March 19 - Curiosity and Concern

Do you ever wonder what houseguests who don’t know you are TS think when they notice that the majority of your cups, mugs, and glasses have lipstick stains? Heh! Just curious. I have a few friends who don’t know yet… not that I’m telling anyone or broadcasting it. But I wonder sometimes when people use my bathroom and they notice not only the bottle of nail-polish remover, but also the face moisturizer and cosmetic remover cream. I wonder sometimes. Oh well… I guess that’s payback for all the times when I was a kid that I was tempted so much to go through people’s cabinets to see what kind of lipstick they had.

Well, today I signed up for a real, honest to goodness electrolysis person. She gave me a consultation and let me try a bit of really effective lip numbing cream. We talked about some of my goals. I wonder sometimes what it must be like to be in a field dominated by women for women (such as the beauty parlor where I was today), and to see someone say “please rid me of this beard”… I wonder that they think about. I look in the mirror and see a $12,000 price tag.

My last electrolysis person from ’92 was very nice and sweet. I used to show up at her office all nice and cute… fully dressed. I never knew if I really fooled anyone or not. Oh well. So… today… I am laying on my back bracing myself for that shock in the mustache that I remember so very vividly from 7 years ago… and I felt a slight prick. About 2 minutes later she asked me how I was doing… and I make the comment that I was waiting for her to start… and you know what… she already did a few… amazing! Thank goodness for medical advances. There was not a readily available numb cream when I did this the last time around.

So the more we talk, I learn that my trusty home-zap kit is really bad for me. And I’m like… yikes! What have I been doing. As it turns out, for the last year or so I’ve been helping my hairs grow by stimulating root hairs. From what the electrolysis person told me… my kit was a hoax. Wow. So… now that I’m not doing the home kit… well… not only do I have some free time, but I find myself wondering how all this may affect my plans to transition ASAP.

• Study material:
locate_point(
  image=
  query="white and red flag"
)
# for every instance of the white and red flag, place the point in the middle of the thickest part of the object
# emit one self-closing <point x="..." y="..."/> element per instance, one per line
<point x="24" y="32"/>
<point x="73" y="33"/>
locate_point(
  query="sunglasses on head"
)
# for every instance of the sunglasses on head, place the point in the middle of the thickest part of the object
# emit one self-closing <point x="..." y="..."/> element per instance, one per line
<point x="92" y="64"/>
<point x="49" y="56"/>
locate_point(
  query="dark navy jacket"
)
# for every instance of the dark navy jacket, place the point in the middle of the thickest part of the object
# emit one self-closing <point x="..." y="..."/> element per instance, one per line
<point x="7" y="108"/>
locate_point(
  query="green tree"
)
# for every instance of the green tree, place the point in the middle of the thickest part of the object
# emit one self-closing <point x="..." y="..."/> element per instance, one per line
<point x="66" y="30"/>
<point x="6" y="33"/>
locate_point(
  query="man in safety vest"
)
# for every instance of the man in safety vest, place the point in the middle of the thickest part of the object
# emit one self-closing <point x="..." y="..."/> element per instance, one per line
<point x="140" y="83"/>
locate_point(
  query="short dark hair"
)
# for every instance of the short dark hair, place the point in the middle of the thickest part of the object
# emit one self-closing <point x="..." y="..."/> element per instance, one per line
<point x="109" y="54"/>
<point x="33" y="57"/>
---
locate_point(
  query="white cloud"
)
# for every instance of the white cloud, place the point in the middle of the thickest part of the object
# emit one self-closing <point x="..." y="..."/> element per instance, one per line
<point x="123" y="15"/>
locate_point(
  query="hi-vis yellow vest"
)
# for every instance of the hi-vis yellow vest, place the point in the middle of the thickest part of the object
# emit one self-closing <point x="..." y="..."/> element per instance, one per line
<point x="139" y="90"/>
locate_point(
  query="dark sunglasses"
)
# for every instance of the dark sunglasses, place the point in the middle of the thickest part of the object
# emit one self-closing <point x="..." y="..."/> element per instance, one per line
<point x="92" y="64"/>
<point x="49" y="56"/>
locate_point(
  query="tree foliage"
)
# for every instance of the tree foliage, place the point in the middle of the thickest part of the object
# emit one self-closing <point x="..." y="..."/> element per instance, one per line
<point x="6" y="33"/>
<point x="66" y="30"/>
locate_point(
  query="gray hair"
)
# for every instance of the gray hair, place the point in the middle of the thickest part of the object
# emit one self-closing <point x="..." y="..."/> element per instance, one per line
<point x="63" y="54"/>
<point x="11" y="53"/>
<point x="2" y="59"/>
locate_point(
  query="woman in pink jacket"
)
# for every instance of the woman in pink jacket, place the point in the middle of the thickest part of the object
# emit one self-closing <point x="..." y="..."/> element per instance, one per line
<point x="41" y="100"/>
--
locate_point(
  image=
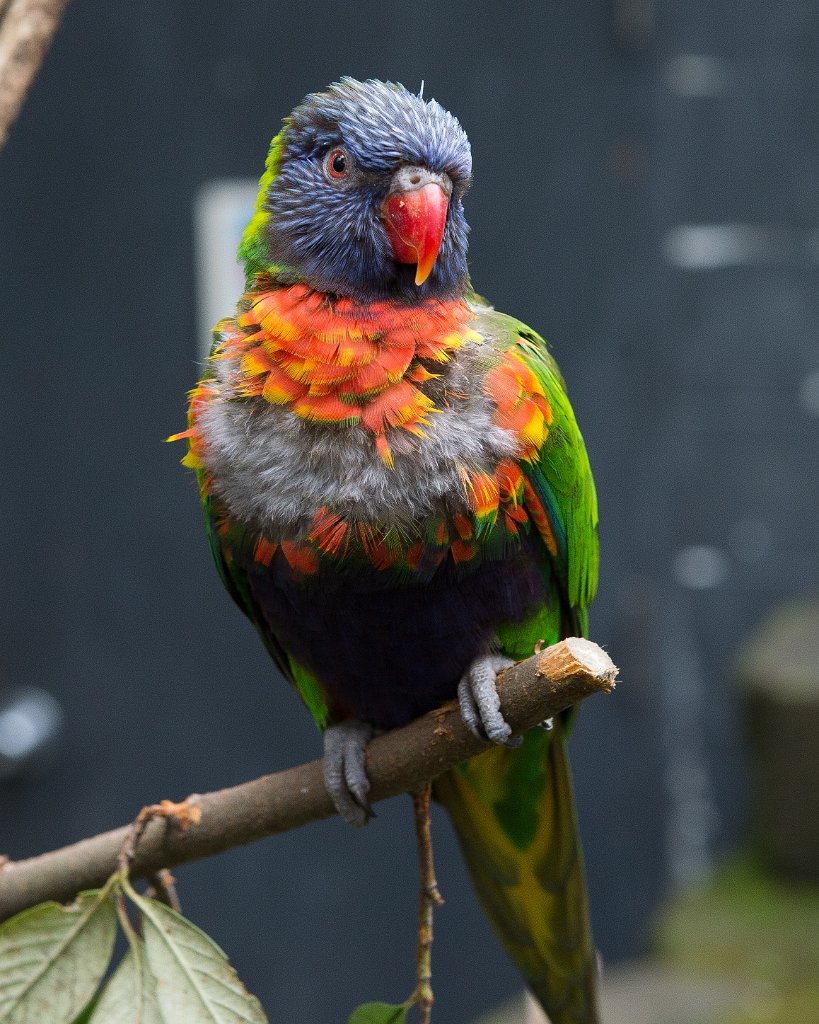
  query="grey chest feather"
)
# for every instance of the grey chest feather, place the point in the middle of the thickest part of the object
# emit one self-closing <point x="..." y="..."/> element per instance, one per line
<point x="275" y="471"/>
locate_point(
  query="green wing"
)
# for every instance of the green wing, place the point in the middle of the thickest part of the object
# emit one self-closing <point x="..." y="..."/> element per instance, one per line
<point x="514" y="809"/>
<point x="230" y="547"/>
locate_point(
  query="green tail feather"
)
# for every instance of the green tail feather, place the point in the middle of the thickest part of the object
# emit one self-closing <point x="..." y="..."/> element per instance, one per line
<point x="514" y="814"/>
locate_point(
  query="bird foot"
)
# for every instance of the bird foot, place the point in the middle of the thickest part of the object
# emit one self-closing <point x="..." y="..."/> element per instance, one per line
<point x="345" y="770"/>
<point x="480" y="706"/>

• Problems and tasks:
1. Answer these questions using the diary entry.
(a) What price tag does the writer see in the mirror?
(b) From what year was the writer's last electrolysis person?
(c) What did the electrolysis person say the writer's home kit was?
2. Reproduce the part of the diary entry running from "Well, today I" down to "a $12,000 price tag.".
3. Summarize the diary entry in two sentences.

• List of solutions:
1.
(a) $12,000
(b) '92
(c) A hoax

2.
Well, today I signed up for a real, honest to goodness electrolysis person. She gave me a consultation and let me try a bit of really effective lip numbing cream. We talked about some of my goals. I wonder sometimes what it must be like to be in a field dominated by women for women (such as the beauty parlor where I was today), and to see someone say “please rid me of this beard”… I wonder that they think about. I look in the mirror and see a $12,000 price tag.

3. The writer wonders what unaware houseguests think on seeing lipstick-stained cups and cosmetics in the bathroom, then describes signing up with an electrolysis provider whose numbing cream meant the writer barely felt the first treatment, unlike seven years earlier. The writer also learned that the home-zap kit used for the last year or so was a hoax that had been stimulating hair growth, and now wonders how this may affect plans to transition as soon as possible.